CONSIGNES:
A. D'après la notice sur Suzanne Valadon, à quel âge devient-elle acrobate au cirque Molier ?
B. Pour quels peintres Suzanne Valadon pose-t-elle selon la notice qui lui est consacrée ? Nommez-les tous.
C. Prolongez la notice sur Suzanne Valadon à partir de sa dernière phrase.

:: TEXTE SOURCE ::

Suzanne VALADON
1865 - 1938

Suzanne VALADON

PAYSAGE A SAINT-BERNARD (AIN), 1932

Huile sur toile signée et datée en bas à droite
Handsigned oil on canvas, signed and dated 1932.

Dimensions | Size : 81 x 65 cm

Provenance :
• Ancienne collection Teboul, Paris
Exposition :
• Paris, Galerie Georges-Petit, «Suzanne Valadon», 1932.
Bibliographie :
• Paul Pétridès, «L’oeuvre complet de Suzanne Valadon», Paris, 1971, n° P436

Vendu / Sold

   

Marie Clémentine dite Maria dite Suzanne Valadon
Bessines-sur-Gartempe (Haute-Vienne) 23 septembre 1865 - Montmartre (avenue Junot) le 7 avril 1938.

Née de père inconnu, le mari de sa mère Madeleine, un forgeron mécanicien, est mort au bagne, condamné pour fausse monnaie. C’en est trop pour la petite ville limougeaude, elles décident de s’expatrier à Paris ; dans l’atelier de l’impasse Guelma, sa mère ouvre une blanchisserie. Dès l’âge de onze ans, elle commence à travailler, à quinze elle est acrobate au cirque Molier, mais une chute ne lui permet pas de continuer. Toujours à quinze ans, elle pose pour le tableau de Puvis de Chavannes (à la Sorbonne) “le Bois Sacré” (1880-1889), et devient sa maîtresse ; elle dit que Puvis l’a fait poser aussi bien pour les femmes que pour les hommes. Elle pose également pour Wertheimer, de Nittis, et Henner. La belle Maria, une attrayante jeune fille, on dit alors une grisette, est peu farouche et a une liaison avec le peintre Miguel Utrillo. Sur recommandation de Puvis, Renoir la prend comme modèle pour “la Danse à la ville” et “la Danse à Bougival”, en 1883.

:::
:: DONNÉES ::

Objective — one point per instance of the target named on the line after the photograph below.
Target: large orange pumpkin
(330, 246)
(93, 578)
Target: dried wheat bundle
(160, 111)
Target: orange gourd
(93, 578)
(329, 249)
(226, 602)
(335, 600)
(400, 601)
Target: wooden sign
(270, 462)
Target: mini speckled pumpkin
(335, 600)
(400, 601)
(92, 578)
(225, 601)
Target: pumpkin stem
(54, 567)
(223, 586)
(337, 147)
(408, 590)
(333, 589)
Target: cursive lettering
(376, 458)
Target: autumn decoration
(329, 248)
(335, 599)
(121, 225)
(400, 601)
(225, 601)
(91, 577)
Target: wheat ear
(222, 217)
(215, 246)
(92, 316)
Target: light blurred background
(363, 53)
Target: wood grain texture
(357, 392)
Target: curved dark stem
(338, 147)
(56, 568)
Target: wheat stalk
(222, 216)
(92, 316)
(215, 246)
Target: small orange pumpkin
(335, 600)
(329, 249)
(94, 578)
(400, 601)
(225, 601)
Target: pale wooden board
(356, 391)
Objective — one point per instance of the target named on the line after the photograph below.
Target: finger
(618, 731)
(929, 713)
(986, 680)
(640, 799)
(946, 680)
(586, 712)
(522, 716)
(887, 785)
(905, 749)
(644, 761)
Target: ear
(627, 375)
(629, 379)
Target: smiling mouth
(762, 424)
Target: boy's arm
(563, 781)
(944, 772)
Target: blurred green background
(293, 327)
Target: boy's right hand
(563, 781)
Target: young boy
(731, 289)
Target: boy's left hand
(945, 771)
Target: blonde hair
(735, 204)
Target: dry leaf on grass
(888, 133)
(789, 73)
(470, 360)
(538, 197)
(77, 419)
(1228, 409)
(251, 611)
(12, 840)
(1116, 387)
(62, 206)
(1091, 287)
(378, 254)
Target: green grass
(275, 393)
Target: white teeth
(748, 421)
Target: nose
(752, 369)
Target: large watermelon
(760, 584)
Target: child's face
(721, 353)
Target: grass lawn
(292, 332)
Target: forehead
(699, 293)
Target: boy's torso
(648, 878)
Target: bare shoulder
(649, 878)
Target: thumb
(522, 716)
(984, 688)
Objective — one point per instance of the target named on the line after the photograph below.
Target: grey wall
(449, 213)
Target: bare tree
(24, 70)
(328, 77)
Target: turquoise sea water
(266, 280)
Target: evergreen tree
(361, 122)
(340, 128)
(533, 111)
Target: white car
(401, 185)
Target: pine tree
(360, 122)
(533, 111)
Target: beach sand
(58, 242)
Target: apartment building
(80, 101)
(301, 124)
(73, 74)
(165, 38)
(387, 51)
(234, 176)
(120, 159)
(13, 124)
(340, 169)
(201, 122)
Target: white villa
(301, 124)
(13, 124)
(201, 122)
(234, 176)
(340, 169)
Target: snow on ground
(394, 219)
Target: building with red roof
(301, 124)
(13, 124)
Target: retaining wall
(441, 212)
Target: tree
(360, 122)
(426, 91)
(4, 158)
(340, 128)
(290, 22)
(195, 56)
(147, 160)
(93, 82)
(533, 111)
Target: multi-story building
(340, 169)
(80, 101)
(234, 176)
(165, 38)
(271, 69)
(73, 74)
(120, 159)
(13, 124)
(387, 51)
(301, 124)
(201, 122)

:::

RÉPONSES:
A. À quinze ans.

B. Puvis de Chavannes, Wertheimer, de Nittis, Henner et Renoir.

C.
Valadon a à peine plus de dix-huit ans à la naissance d’Utrillo ; à la fin de l’année 1883, la famille s’installe au 7, rue Tourlaque. Le peintre Zandomeneghi qui l’a rencontrée au cirque Molier lui présente Toulouse-Lautrec lorsqu’il s’installe dans son immeuble en 1886; elle devient incontinent à la fois son modèle et sa maîtresse; il fait son portrait, elle figure dans plusieurs tableaux, dont ceux des jardins du père Forest, et “Gueule de bois”. Elle montre ses dessins à Lautrec qui lui-même les montre à Bartholomé, le sculpteur décide qu’il convient de les présenter à Degas. La liaison avec Lautrec se termine mal, une conversation surprise par lui et François Gauzi révèle une tentative de chantage au mariage.
Tabarant rapporte que, bien que n’ayant jamais posé pour Degas, le maître apprécie le talent brut de ses dessins, dont il garde toujours quelques exemplaires dans son atelier. Edgar Degas l’encourage à persévérer dans sa carrière de peintre et parle de “son trait souple et dur”. C’est dans son atelier que Valadon grave “Catherine au tub”, un vernis mou sur zinc, en 1895 ; la plaque est tirée par Delâtre qui dit-il “reste confondu par la violence des sillons” ; cette estampe est suivie d’une douzaine d’autres, toujours des nus. Vollard s’y intéresse. Ensuite elle utilise l’eau-forte puis le burin, on lui connaît en tout une trentaine de planches, dont trois lithographies entre 1925 et 1928.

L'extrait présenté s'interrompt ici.